Stored entries
※ ※ ※

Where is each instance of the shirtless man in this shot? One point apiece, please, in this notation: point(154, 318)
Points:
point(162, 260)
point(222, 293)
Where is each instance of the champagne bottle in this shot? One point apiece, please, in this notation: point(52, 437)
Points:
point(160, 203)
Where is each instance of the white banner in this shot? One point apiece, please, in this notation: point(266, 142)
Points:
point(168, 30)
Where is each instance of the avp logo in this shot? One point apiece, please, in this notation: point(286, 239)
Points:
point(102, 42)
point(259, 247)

※ ※ ※

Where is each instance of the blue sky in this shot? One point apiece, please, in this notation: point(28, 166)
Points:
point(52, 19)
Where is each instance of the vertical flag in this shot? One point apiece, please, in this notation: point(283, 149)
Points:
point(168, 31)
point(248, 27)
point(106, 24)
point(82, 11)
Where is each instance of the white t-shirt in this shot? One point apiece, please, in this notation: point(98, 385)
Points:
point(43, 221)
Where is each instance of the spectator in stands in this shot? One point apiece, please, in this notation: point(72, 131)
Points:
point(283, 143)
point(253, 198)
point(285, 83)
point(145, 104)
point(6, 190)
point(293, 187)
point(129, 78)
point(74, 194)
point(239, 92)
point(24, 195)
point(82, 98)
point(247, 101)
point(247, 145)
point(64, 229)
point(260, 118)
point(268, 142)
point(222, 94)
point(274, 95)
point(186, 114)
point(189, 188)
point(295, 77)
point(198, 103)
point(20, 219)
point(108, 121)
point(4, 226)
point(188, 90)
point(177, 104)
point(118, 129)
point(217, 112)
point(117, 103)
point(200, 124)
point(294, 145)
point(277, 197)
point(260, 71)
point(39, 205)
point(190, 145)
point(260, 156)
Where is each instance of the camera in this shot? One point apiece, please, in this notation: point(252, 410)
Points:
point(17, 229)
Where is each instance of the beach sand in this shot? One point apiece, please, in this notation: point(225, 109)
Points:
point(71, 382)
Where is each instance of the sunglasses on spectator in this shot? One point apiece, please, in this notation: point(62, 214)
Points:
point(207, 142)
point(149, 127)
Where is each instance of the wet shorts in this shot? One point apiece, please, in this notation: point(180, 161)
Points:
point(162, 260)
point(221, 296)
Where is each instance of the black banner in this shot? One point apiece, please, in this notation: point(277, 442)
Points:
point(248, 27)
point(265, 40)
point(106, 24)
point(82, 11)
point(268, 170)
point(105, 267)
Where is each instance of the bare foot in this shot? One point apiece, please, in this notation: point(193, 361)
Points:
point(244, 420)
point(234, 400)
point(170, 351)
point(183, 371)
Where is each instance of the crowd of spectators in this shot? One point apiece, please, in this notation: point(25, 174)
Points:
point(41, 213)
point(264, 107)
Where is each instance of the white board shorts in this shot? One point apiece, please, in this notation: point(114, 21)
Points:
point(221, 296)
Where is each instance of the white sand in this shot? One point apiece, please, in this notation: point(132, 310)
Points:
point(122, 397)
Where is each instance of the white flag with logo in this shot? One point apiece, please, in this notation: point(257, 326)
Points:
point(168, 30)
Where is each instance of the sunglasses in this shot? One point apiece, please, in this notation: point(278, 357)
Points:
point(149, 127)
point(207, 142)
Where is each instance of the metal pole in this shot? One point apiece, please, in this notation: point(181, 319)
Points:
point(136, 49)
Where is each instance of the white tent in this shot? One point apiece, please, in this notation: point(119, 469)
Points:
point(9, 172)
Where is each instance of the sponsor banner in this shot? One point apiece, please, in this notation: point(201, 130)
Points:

※ ※ ※

## Your goal
Render the material from the line that contains "Where is each instance of the beach" through the line that contains "point(9, 172)" as a Markdown table with the columns Row and Line. Give each line a row number and leave out blank lines.

## Written answer
| Row | Line |
|---|---|
| 1 | Where is each instance of the beach sand in this shot? One point apiece, please, in this notation: point(225, 109) |
| 2 | Points: |
| 3 | point(71, 382) |
| 4 | Where is each instance of the sunglasses on spectator in this shot? One point apiece, please, in this notation: point(62, 214) |
| 5 | Points: |
| 6 | point(207, 142) |
| 7 | point(149, 127) |
| 8 | Where is each instance of the wet shorts in this shot? One point apiece, please, in this notation: point(180, 161) |
| 9 | Points: |
| 10 | point(162, 260) |
| 11 | point(221, 296) |
| 12 | Where is each instance of the black banner in this shot? One point apiece, please, in this notation: point(277, 442) |
| 13 | Points: |
| 14 | point(248, 27) |
| 15 | point(265, 40) |
| 16 | point(106, 24) |
| 17 | point(82, 11) |
| 18 | point(268, 170) |
| 19 | point(105, 267) |
| 20 | Where is each instance of the bare foot in this shot? One point apiece, please, in this notation: point(193, 361) |
| 21 | Points: |
| 22 | point(244, 420) |
| 23 | point(234, 400) |
| 24 | point(170, 351) |
| 25 | point(183, 371) |
| 26 | Where is each instance of the crowd of spectators in this shot? One point apiece, please, in this notation: point(25, 174) |
| 27 | Points: |
| 28 | point(41, 213) |
| 29 | point(264, 107) |
| 30 | Where is each instance of the white board shorts in this shot? One point apiece, please, in this notation: point(114, 21) |
| 31 | Points: |
| 32 | point(221, 296) |
| 33 | Where is each instance of the white sand in this shot? One point apiece, please, in this notation: point(132, 310) |
| 34 | Points: |
| 35 | point(122, 397) |
| 36 | Where is each instance of the white flag with logo in this shot? One point apiece, please, in this notation: point(257, 326) |
| 37 | Points: |
| 38 | point(168, 30) |
| 39 | Where is each instance of the sunglasses in this shot? One point apiece, please, in this notation: point(278, 357) |
| 40 | Points: |
| 41 | point(149, 127) |
| 42 | point(207, 142) |
| 43 | Where is each instance of the metal pole in this shot? One point apiece, please, in this notation: point(181, 319) |
| 44 | Points: |
| 45 | point(136, 49) |
| 46 | Where is each instance of the white tent in this shot? One point apiece, please, in this notation: point(119, 469) |
| 47 | Points: |
| 48 | point(9, 172) |